§ **Material provided**:
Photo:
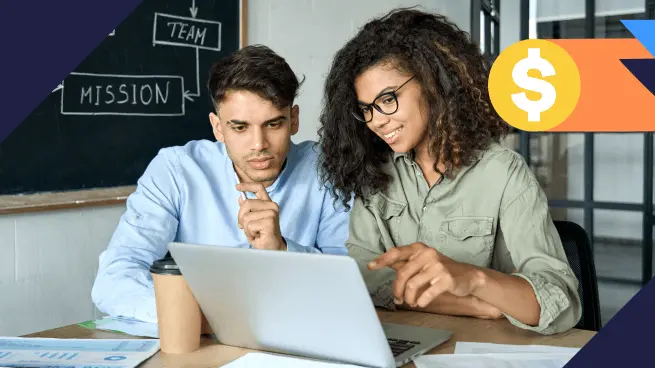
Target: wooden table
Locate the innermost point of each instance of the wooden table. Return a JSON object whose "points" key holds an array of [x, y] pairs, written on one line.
{"points": [[464, 329]]}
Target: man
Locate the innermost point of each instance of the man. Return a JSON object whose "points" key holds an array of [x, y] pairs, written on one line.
{"points": [[191, 193]]}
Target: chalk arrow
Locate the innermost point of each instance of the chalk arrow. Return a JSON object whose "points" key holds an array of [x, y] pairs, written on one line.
{"points": [[194, 9]]}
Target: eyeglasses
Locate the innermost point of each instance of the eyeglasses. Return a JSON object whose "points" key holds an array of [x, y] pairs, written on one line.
{"points": [[386, 103]]}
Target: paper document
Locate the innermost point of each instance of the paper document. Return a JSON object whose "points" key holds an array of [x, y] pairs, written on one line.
{"points": [[487, 355], [251, 360], [485, 348], [125, 325], [494, 360], [75, 353]]}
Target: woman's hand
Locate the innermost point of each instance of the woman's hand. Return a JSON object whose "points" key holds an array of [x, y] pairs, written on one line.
{"points": [[423, 274]]}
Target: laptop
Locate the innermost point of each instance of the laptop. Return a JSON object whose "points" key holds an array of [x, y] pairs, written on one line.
{"points": [[308, 305]]}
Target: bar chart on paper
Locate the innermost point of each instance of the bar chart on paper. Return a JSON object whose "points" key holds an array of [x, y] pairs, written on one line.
{"points": [[75, 353]]}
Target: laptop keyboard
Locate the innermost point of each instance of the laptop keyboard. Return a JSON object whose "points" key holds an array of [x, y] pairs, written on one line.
{"points": [[400, 346]]}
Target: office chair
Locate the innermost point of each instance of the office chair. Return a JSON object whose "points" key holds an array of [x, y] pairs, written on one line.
{"points": [[581, 258]]}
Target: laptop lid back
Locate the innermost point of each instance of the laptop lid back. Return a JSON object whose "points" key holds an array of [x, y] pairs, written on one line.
{"points": [[313, 305]]}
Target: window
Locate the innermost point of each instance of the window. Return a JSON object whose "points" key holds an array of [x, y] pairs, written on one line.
{"points": [[485, 26]]}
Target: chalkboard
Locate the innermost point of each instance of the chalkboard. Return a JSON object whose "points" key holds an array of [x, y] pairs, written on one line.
{"points": [[142, 89]]}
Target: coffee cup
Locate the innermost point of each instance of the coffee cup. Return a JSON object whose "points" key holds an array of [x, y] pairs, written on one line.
{"points": [[179, 317]]}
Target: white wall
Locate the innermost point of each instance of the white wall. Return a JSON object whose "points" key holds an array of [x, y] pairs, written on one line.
{"points": [[48, 260], [307, 33]]}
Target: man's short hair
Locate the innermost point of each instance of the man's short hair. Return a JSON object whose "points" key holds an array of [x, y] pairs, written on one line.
{"points": [[257, 69]]}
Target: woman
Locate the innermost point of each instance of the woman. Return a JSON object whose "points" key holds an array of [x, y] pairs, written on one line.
{"points": [[445, 219]]}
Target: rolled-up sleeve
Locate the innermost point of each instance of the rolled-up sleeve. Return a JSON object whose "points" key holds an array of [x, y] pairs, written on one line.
{"points": [[367, 240], [538, 255]]}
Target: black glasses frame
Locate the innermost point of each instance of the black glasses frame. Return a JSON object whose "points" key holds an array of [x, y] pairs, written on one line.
{"points": [[369, 107]]}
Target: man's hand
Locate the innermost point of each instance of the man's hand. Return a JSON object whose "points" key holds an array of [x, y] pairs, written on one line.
{"points": [[260, 218], [423, 274]]}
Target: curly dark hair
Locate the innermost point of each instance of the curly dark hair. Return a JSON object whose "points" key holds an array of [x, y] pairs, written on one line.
{"points": [[453, 76], [258, 69]]}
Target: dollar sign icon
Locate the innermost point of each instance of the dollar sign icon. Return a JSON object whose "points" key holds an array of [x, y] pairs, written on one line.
{"points": [[523, 80], [529, 101]]}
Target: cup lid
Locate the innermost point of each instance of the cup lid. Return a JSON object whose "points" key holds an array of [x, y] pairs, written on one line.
{"points": [[165, 266]]}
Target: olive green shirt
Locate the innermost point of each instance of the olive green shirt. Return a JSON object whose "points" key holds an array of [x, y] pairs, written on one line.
{"points": [[493, 214]]}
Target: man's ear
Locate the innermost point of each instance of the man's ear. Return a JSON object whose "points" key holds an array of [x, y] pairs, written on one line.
{"points": [[217, 128], [295, 119]]}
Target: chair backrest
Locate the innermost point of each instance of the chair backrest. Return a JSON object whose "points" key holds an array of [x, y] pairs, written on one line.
{"points": [[581, 258]]}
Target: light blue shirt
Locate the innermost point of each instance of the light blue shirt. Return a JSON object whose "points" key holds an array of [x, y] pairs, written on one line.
{"points": [[187, 194]]}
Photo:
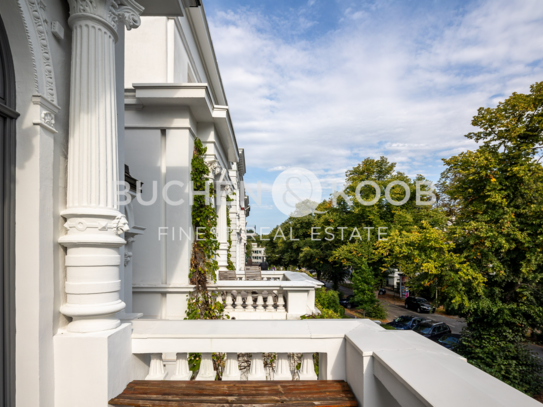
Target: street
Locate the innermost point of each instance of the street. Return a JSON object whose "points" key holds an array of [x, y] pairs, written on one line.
{"points": [[396, 309]]}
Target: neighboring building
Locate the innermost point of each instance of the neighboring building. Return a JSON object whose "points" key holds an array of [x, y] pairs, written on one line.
{"points": [[258, 254]]}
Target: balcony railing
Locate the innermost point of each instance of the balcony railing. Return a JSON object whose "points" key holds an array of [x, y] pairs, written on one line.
{"points": [[279, 295], [383, 368]]}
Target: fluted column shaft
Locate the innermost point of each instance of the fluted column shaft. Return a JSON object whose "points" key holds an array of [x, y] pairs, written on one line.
{"points": [[93, 221]]}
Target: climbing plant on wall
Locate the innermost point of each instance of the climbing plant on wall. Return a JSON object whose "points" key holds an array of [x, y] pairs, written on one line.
{"points": [[229, 225], [203, 304]]}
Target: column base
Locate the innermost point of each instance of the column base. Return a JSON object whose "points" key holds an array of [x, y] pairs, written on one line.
{"points": [[91, 369], [101, 318]]}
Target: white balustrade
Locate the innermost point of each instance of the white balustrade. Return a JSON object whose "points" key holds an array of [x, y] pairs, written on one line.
{"points": [[232, 372], [253, 301], [156, 368], [282, 369], [382, 367], [231, 368], [182, 371], [206, 368], [257, 371], [307, 369]]}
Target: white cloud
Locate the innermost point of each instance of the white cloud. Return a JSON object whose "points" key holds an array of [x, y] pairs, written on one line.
{"points": [[278, 168], [404, 89]]}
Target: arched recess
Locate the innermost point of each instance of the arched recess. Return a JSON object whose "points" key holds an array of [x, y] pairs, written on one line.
{"points": [[8, 117]]}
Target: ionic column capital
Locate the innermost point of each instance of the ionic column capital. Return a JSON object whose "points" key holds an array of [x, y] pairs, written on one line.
{"points": [[107, 12]]}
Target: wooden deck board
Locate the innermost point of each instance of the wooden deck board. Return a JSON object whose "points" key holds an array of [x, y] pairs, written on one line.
{"points": [[141, 393]]}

§ **What you are asked to do**: Give every line back word for word and leave the pictures out.

§ **Exercise result**:
Photo:
Target: wooden table
Locate the innermost point of each instance of the wooden table. Return a JSON object whose "points" key holds an array of [x, y] pairs, written on one line.
{"points": [[464, 329]]}
Target: man
Locate the innermost point of each instance of the man. Return a JSON object whose "points" key holds an array of [x, y] pairs, written on one line.
{"points": [[191, 193]]}
Target: chalk arrow
Locate the innermost point of each instance of the chalk arrow. Return a JSON object whose "points" key holds an array of [x, y] pairs, written on one line.
{"points": [[194, 9]]}
Target: eyeglasses
Locate the innermost point of each instance of the eyeglasses. Return a JSON object whose "points" key holds an array of [x, y] pairs, written on one line.
{"points": [[386, 103]]}
Target: paper document
Locate the innermost point of each instance of the paper document. Return a JSON object whose "points" key holds an array of [x, y] pairs, written on one line.
{"points": [[487, 355], [251, 360], [485, 348], [125, 325], [494, 360], [75, 353]]}
Target: woman's hand
Locate the innermost point of each instance of the woman's hand. Return a JSON object whose "points" key holds an array of [x, y] pairs, written on one line.
{"points": [[423, 274]]}
Target: laptop
Locate the innermost point of each instance of the laptop. Return a JSON object whose "points" key holds an array of [x, y] pairs, written on one line.
{"points": [[308, 305]]}
Target: bar chart on paper
Locate the innermost point of each instance of the bar chart on paper. Return a JSON object whose "points" key holds an array of [x, y] pairs, written on one line.
{"points": [[75, 353]]}
Target: laptop keyboard
Locate the innermost point of each instance of the laptop keyboard. Return a JSON object whose "points" key holds an array of [x, y] pairs, written on one line.
{"points": [[400, 346]]}
Target: office chair
Locate the innermost point of each instance of the office chair. Return a JSON object whose "points" key holds an array of [x, y] pairs, written on one line.
{"points": [[581, 258]]}
Target: laptop lid back
Locate the innermost point of each instance of the laptop lid back. Return a JSON object whose "points" key holds an array of [x, y] pairs, written on one line.
{"points": [[313, 305]]}
Target: window
Locate the innermost point of each instance of the window. Return a JSON object whose "points" key holds an array of [x, y] pairs, written on one line.
{"points": [[485, 26]]}
Target: chalkboard
Locate the innermost point of each instance of the chalkboard. Return a JSON object whose "points" key holds an array of [x, y] pairs, written on one line.
{"points": [[142, 89]]}
Target: coffee cup
Locate the innermost point of each instance of the coffee cup. Return a JSON object whose "points" key holds an array of [x, y] pairs, written on one line.
{"points": [[179, 317]]}
Target: white wall
Locate the innermost point of each instance of the white wall. Return a JSON object whose "points" key holds an array of [x, y] pairs, written on one line.
{"points": [[48, 260], [307, 33]]}
Target: man's short hair
Locate the innermost point of each instance of the man's short hair. Return a JSON object whose "points" key holds an array of [x, y] pairs, written on one line.
{"points": [[257, 69]]}
Target: woman
Locate the innermost point of each instance of the woman. Return a JSON object whose "points" key holds an array of [x, y] pairs, written on one line.
{"points": [[445, 219]]}
Target: rolled-up sleeve
Locate the innermost point of each instance of the rolled-up sleeve. Return a JSON object whose "points" key holds an array of [x, y] pairs, written on one line.
{"points": [[367, 240], [538, 255]]}
Target: black glasses frame
Locate the innermost point of each instance of the black glasses frame. Return a JSON object whose "points" key holds an array of [x, y] pairs, written on one line.
{"points": [[369, 107]]}
Target: man's hand
Locate the innermost point of each instance of the man's hand. Return a JSON object whose "points" key holds an array of [x, y] pairs, written on one line.
{"points": [[260, 218], [423, 274]]}
Target: curly dark hair
Locate the innermost point of each instance of the curly dark hair. Return a JSON object whose "points" key holds an array of [x, y] pairs, written on one line.
{"points": [[453, 76], [258, 69]]}
Target: dollar sign icon
Locate the innermost point of each instance of the dollar sign icon. Return a JSON object whose "points" key holds an array of [x, y] pairs, written on one line.
{"points": [[523, 80], [529, 101]]}
Target: cup lid
Locate the innermost point of each instance of the cup lid. Return a JSON object whose "points" key holds an array of [x, y] pairs, written on one line.
{"points": [[165, 266]]}
Target: olive green shirt
Locate the innermost point of each instance of the olive green shirt. Return a JSON object whose "points" key holds an array of [x, y] pairs, written on one line.
{"points": [[493, 214]]}
Target: man's ear
Locate the innermost point of each instance of the man's ear. Return a JSON object whose "points" key holds an array of [x, y] pairs, written on one line.
{"points": [[217, 128], [295, 119]]}
Target: chair backrest
Locate the innermost point of each instance of the chair backrest. Return a JSON object whose "points" key holds an array of [x, y] pairs, written on one line.
{"points": [[581, 258]]}
Target: light blue shirt
Locate the innermost point of each instance of the light blue shirt. Return a JSON object whose "points" key holds an array of [x, y] pairs, written on one line.
{"points": [[187, 194]]}
Photo:
Target: street
Locate the innermost point of each instance of the street. Return a JSON object whose "points" key holds an array of [x, y] pairs, written on one line.
{"points": [[396, 309]]}
Target: neighboring building
Locate the innermost point of each instance of the neighboring building. Return a JSON object whose "points" key holds an array of [x, y] pairs, written on one line.
{"points": [[258, 254]]}
Target: balcony railing
Locate the innermost point of each instance of the balcony railing. Return a JSON object whose "points" key holds an array of [x, y] pairs, written on one line.
{"points": [[279, 295], [383, 368]]}
Target: fluted column shaft
Locate the innermost point of each instance of the fluted column shaft. Return a JSON object whose "points" key holds an array of [x, y] pairs, written on one line.
{"points": [[93, 221]]}
Target: climbing plant on wall
Locate the innermost point of each instance of the climbing plant on wall. Return a JSON object whose "points" key holds an array of [x, y] pairs, written on one line.
{"points": [[229, 225], [203, 304]]}
Target: column base
Locate the innermost point of each instance of the column base. Return a JSON object whose "points" key holds an array of [x, y] pairs, written on one line.
{"points": [[91, 369], [101, 318]]}
Target: white balustrade
Locate the innermost point of each instance of the white balustrade. Return a JSON object whose "points" key holds an array of [x, y] pairs, written on one line.
{"points": [[232, 372], [253, 301], [156, 368], [282, 369], [382, 367], [231, 368], [182, 371], [206, 368], [257, 371], [307, 369]]}
Target: white cloud
Locate the innermost point of each instance of the white cloud. Return a JSON object whose "points" key holds an array of [x, y] pairs, written on one line.
{"points": [[278, 168], [404, 89]]}
Target: arched recess
Locate the innermost point of each instance of the arched recess. Return a JSON object whose "points" key holds an array of [x, y] pairs, written on one line.
{"points": [[8, 117]]}
Target: ionic column capital
Locate the innermost point of each instance of the ionic column capital. Return a JSON object whose "points" key holds an array of [x, y] pairs, written on one line.
{"points": [[107, 12]]}
Target: wooden deck board
Locate the innermost point of each instance of the wooden deck board. Return a JSON object whose "points" key holds an array of [x, y] pairs, written on one line.
{"points": [[141, 393]]}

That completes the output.